EXCERPT PROVIDED:

■ ■ ■ ■ ■

Displaying 4–8 of 13 comments

Christian Man

October 25, 2012  5:15pm

...These are relatively small, common, piecemeal acts--and indeed, it is on that fine-grained level that much of Berry's work focuses. Therefore he has many things to say to those of us who live in cities. To mark him as "N/A" for urban evangelicalism is a little like saying evangelicalism has nothing to learn from Catholicism. Only a superficial comparison would lead you to dismiss the wisdom of that religion altogether. (2/2)

Christian Man

October 25, 2012  5:13pm

Mr. Meader, you could have dug much deeper. Community,ecology, sex, family--there are so many issues Berry has written on that are of import for life, urban, rural or somewhere in between. Naturally his writings on agriculture have limited practical adaptation to lived urban experience, and I certainly think he says some misguided things, but then again the lives of urban evangelicals are obviously complex, and not defined only by their being urban. So, a more complex treatment of the question, "What good is Berry for urban evangelicals?" might consider how an agrarian cultural vision affects political activism (i.e., petitioning Congress to pass a new Farm Bill), consumer spending (voting with one's dollars by purchasing sustainably-produced food), attitudes towards neighbors("Neighbor, let us break bread together!"), transportation decisions (buying a small sedan instead of a large SUV), etc...(1/2)

■ ■ ■ ■ ■

Point placement records
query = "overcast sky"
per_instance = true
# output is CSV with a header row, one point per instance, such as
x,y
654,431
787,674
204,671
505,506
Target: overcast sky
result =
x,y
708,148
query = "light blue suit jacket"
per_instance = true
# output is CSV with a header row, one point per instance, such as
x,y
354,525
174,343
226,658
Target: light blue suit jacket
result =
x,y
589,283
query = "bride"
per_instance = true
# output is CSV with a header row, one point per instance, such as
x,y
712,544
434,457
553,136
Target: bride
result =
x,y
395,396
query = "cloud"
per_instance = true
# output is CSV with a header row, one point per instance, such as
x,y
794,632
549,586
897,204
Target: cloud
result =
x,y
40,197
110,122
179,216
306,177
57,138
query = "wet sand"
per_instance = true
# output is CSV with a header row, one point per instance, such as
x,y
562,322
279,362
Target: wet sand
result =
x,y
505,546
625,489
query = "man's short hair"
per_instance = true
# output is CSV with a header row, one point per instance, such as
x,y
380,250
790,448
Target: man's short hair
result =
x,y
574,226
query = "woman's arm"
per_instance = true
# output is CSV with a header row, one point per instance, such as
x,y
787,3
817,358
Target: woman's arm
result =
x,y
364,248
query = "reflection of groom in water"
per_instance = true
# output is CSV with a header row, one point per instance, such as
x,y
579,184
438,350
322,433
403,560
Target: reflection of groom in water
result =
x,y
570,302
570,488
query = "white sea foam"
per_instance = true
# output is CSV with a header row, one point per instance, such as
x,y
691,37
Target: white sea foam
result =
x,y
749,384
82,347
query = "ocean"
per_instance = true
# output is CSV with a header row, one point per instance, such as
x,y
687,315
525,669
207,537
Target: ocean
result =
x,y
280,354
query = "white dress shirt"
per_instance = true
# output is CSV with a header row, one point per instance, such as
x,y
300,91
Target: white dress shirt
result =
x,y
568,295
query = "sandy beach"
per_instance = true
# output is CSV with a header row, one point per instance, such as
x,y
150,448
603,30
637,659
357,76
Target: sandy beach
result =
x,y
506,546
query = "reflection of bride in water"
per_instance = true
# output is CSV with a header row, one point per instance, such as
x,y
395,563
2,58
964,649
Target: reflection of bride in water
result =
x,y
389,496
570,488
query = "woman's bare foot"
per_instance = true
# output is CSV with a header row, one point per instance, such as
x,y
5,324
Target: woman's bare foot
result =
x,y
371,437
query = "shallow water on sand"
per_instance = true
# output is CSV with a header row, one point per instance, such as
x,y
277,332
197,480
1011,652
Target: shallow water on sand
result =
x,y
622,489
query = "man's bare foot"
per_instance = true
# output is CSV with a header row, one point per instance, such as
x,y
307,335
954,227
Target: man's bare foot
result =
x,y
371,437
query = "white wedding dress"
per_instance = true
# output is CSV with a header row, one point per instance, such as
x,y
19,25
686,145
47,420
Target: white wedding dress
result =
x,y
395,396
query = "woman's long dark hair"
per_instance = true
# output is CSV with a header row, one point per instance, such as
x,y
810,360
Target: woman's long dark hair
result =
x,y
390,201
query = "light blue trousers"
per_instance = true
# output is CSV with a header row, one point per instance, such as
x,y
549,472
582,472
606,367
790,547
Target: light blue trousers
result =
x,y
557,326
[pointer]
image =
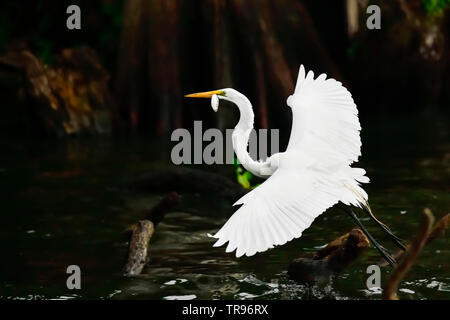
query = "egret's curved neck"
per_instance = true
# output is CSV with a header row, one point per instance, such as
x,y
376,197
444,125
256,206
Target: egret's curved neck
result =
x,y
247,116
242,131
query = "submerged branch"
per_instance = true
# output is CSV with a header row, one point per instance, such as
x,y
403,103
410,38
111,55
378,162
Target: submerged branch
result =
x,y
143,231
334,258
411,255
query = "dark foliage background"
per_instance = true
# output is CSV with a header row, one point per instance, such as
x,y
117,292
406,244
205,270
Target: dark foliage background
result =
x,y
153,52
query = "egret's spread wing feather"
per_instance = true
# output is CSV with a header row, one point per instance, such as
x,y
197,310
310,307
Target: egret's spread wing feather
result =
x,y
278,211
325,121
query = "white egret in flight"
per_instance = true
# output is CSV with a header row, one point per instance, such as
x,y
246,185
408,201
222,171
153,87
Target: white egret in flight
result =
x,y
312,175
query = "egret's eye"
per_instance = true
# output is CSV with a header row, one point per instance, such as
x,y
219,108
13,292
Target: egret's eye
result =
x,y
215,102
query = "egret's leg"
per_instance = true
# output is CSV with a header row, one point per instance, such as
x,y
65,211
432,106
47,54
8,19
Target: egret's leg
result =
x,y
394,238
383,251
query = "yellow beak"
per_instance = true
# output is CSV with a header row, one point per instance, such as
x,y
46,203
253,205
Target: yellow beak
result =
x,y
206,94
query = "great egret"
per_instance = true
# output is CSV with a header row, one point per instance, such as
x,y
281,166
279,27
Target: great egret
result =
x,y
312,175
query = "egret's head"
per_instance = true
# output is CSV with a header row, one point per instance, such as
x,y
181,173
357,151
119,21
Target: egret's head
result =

■ ■ ■ ■ ■

From the comment thread on Berry, reproduce word for word the passage that begins with the words containing "Displaying 4–8 of" and ends with "religion altogether. (2/2)".

FINAL RESULT:
Displaying 4–8 of 13 comments

Christian Man

October 25, 2012  5:15pm

...These are relatively small, common, piecemeal acts--and indeed, it is on that fine-grained level that much of Berry's work focuses. Therefore he has many things to say to those of us who live in cities. To mark him as "N/A" for urban evangelicalism is a little like saying evangelicalism has nothing to learn from Catholicism. Only a superficial comparison would lead you to dismiss the wisdom of that religion altogether. (2/2)